**WHAT TO PRODUCE**
Retype the lines of the material from the one containing "If you could segment every instance of the icicle, your" through the one containing "208 235 L 210", inclusive, character for character.

::::::

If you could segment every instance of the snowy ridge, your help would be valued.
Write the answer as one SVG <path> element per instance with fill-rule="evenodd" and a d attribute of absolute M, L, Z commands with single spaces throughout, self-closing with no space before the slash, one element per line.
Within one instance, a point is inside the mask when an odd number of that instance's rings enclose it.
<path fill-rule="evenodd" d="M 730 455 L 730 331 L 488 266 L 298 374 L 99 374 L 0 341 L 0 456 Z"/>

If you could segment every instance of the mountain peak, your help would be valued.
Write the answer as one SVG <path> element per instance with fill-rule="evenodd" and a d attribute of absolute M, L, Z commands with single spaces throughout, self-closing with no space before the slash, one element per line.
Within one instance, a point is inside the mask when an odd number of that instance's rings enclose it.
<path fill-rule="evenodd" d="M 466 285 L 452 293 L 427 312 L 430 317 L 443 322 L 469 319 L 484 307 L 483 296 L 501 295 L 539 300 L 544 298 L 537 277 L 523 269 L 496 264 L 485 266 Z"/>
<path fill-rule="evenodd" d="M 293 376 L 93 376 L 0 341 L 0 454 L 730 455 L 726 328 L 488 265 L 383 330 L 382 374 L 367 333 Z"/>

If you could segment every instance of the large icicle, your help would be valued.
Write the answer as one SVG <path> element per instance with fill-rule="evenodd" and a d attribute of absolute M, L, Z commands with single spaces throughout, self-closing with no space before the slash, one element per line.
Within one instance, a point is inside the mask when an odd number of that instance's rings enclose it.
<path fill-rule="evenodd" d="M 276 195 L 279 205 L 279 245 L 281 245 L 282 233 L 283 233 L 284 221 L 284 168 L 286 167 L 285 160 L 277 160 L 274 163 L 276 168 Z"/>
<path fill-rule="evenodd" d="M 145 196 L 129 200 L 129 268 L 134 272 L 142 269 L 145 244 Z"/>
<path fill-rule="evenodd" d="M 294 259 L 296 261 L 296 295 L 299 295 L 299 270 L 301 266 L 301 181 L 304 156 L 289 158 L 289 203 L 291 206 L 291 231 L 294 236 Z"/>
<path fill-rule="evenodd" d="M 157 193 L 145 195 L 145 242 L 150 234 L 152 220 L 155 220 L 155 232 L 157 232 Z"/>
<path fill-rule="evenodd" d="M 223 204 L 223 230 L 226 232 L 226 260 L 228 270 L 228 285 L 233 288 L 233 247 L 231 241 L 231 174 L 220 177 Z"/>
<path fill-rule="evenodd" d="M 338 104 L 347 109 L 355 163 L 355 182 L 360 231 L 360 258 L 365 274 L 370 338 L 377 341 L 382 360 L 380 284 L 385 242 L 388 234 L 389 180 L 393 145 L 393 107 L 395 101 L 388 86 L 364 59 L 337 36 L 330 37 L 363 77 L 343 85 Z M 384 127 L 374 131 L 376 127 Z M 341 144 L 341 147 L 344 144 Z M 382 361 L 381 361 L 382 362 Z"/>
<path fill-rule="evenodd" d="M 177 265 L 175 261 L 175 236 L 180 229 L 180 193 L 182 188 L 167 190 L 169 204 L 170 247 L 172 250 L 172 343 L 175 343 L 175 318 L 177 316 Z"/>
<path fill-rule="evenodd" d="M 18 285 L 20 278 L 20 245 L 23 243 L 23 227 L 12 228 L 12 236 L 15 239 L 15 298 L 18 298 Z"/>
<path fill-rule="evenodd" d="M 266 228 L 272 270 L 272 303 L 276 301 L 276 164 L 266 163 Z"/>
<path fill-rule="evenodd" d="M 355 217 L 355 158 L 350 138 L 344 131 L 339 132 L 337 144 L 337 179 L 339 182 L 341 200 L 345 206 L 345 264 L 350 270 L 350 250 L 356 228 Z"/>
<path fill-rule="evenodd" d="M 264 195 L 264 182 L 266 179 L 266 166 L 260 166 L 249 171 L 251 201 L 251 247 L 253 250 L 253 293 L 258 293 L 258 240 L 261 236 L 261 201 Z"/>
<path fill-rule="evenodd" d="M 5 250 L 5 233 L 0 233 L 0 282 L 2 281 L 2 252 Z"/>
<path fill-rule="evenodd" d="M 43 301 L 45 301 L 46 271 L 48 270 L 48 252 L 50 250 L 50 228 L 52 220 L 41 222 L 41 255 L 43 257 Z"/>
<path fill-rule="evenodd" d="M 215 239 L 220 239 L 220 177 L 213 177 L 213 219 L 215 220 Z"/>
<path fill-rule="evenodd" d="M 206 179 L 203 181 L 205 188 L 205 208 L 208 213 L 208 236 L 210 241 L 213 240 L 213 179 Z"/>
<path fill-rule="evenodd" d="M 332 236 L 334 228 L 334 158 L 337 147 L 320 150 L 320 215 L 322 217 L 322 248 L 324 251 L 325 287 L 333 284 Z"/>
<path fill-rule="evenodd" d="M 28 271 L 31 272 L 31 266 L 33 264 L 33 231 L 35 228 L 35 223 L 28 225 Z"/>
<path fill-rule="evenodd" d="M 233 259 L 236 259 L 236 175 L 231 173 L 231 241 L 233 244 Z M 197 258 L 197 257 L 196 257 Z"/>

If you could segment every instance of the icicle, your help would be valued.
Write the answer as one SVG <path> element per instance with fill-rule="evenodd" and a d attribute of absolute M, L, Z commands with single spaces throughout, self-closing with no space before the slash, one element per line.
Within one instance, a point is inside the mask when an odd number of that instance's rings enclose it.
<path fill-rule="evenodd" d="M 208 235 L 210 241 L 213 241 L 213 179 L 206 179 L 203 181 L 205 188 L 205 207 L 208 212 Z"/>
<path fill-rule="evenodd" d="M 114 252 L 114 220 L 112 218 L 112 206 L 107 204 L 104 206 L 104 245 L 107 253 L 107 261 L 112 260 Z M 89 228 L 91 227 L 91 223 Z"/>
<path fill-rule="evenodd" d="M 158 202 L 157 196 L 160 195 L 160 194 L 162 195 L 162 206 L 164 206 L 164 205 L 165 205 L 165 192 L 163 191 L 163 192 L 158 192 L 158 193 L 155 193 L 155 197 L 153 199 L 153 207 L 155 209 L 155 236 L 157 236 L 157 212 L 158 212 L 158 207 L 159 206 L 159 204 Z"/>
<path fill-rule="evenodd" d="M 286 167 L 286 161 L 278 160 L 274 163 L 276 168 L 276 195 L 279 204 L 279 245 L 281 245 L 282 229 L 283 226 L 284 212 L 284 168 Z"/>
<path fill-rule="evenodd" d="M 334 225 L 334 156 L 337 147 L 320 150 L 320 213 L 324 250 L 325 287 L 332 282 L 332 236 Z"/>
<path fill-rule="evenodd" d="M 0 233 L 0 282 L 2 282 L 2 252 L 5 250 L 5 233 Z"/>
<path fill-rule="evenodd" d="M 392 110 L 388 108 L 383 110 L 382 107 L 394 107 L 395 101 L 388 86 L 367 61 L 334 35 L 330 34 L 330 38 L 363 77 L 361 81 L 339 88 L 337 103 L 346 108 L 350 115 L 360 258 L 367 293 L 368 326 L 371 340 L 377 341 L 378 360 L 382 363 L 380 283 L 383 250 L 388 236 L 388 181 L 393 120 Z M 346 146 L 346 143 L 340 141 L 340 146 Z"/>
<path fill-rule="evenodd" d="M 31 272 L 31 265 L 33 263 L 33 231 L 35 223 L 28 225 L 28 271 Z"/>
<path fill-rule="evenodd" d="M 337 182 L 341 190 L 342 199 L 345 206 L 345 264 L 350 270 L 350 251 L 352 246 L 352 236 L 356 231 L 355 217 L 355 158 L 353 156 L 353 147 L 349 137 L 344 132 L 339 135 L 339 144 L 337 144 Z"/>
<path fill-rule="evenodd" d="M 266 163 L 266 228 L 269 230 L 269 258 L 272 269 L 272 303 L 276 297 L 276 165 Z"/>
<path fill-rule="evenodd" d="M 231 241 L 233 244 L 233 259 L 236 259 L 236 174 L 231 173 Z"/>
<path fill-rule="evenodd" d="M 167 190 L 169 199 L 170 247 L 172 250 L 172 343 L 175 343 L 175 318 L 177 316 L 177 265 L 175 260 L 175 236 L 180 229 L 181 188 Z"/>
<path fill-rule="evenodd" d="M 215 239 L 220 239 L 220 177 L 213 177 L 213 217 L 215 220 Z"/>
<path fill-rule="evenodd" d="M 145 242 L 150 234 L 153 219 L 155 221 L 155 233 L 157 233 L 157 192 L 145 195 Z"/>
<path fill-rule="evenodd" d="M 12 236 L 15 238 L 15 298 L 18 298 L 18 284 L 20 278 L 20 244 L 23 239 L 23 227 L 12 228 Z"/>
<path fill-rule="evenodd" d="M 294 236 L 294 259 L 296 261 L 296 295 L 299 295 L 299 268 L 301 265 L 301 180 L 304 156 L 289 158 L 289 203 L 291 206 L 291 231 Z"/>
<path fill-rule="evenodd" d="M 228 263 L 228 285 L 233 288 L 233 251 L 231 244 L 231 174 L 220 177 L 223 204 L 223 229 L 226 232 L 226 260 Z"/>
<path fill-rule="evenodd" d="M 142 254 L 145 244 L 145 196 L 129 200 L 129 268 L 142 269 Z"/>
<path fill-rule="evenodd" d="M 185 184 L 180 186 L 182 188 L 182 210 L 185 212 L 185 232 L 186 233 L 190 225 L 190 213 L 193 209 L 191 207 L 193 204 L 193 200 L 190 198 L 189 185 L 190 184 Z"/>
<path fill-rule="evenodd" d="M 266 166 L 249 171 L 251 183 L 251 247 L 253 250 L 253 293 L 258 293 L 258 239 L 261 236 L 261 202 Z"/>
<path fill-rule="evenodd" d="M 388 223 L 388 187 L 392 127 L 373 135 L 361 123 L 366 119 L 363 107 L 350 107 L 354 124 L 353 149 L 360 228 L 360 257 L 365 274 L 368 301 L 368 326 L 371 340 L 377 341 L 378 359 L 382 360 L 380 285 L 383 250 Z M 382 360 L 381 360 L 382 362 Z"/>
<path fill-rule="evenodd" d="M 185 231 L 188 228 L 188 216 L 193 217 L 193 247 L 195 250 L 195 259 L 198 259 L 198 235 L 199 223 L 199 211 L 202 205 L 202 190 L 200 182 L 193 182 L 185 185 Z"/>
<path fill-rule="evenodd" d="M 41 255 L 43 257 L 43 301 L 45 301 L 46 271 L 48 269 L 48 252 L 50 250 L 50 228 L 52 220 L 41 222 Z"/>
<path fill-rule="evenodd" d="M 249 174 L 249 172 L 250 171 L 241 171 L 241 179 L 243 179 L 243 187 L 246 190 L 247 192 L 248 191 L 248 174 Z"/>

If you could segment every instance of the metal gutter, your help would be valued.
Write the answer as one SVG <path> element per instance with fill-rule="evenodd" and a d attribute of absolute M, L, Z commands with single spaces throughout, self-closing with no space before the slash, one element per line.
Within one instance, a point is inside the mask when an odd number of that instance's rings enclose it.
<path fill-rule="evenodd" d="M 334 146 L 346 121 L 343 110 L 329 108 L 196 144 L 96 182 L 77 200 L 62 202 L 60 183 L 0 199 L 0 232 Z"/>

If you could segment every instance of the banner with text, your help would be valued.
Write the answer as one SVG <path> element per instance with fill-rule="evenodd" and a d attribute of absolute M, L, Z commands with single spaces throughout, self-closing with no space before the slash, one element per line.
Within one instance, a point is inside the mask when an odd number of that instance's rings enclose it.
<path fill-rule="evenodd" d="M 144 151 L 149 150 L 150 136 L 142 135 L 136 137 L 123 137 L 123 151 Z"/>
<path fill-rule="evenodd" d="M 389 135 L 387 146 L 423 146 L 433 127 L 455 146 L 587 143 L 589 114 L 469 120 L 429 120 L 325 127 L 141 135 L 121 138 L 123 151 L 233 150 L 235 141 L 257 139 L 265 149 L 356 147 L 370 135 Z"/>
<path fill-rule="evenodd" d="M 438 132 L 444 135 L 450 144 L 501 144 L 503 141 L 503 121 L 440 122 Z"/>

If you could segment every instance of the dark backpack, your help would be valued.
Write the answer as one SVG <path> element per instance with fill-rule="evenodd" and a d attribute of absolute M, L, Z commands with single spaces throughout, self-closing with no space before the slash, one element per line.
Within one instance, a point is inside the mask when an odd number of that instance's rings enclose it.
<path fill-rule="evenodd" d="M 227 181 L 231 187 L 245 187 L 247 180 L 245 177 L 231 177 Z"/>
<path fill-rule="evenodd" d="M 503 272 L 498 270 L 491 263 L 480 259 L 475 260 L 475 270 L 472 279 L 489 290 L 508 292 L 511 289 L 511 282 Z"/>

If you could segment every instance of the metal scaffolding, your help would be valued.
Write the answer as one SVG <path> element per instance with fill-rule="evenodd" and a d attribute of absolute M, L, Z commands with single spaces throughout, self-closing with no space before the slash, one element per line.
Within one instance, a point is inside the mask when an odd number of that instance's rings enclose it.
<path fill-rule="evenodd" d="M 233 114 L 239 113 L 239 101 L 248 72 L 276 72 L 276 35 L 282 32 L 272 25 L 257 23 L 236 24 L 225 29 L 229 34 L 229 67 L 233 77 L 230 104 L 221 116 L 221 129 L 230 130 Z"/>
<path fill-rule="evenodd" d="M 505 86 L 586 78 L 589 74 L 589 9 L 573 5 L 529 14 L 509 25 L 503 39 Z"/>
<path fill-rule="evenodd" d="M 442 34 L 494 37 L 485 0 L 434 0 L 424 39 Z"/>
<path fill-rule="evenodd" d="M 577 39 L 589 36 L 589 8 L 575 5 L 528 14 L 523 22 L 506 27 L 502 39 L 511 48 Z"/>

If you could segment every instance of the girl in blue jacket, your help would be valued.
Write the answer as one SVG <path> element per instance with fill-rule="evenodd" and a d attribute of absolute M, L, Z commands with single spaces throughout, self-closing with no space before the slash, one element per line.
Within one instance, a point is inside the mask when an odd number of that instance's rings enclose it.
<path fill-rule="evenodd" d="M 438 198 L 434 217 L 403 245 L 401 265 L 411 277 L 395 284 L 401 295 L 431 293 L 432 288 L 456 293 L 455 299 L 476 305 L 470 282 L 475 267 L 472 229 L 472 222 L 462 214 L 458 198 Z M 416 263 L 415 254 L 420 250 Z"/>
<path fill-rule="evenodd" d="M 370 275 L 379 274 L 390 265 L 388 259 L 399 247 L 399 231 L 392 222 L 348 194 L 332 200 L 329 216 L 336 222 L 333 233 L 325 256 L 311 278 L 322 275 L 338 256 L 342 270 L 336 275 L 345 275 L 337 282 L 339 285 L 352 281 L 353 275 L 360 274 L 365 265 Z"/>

::::::

**SOLUTION TO THIS TASK**
If you could segment every instance of the icicle, your help would be valued.
Write the answer as one SVG <path> element per instance with fill-rule="evenodd" and a d attribute of absolute M, L, Z commands with single spaces throughout, self-closing with no space before the slash, one element per line.
Within one instance, a point is inside the mask when an odd number of that instance's rings enclose it.
<path fill-rule="evenodd" d="M 208 235 L 210 241 L 213 241 L 213 179 L 206 179 L 203 181 L 205 188 L 205 207 L 208 212 Z"/>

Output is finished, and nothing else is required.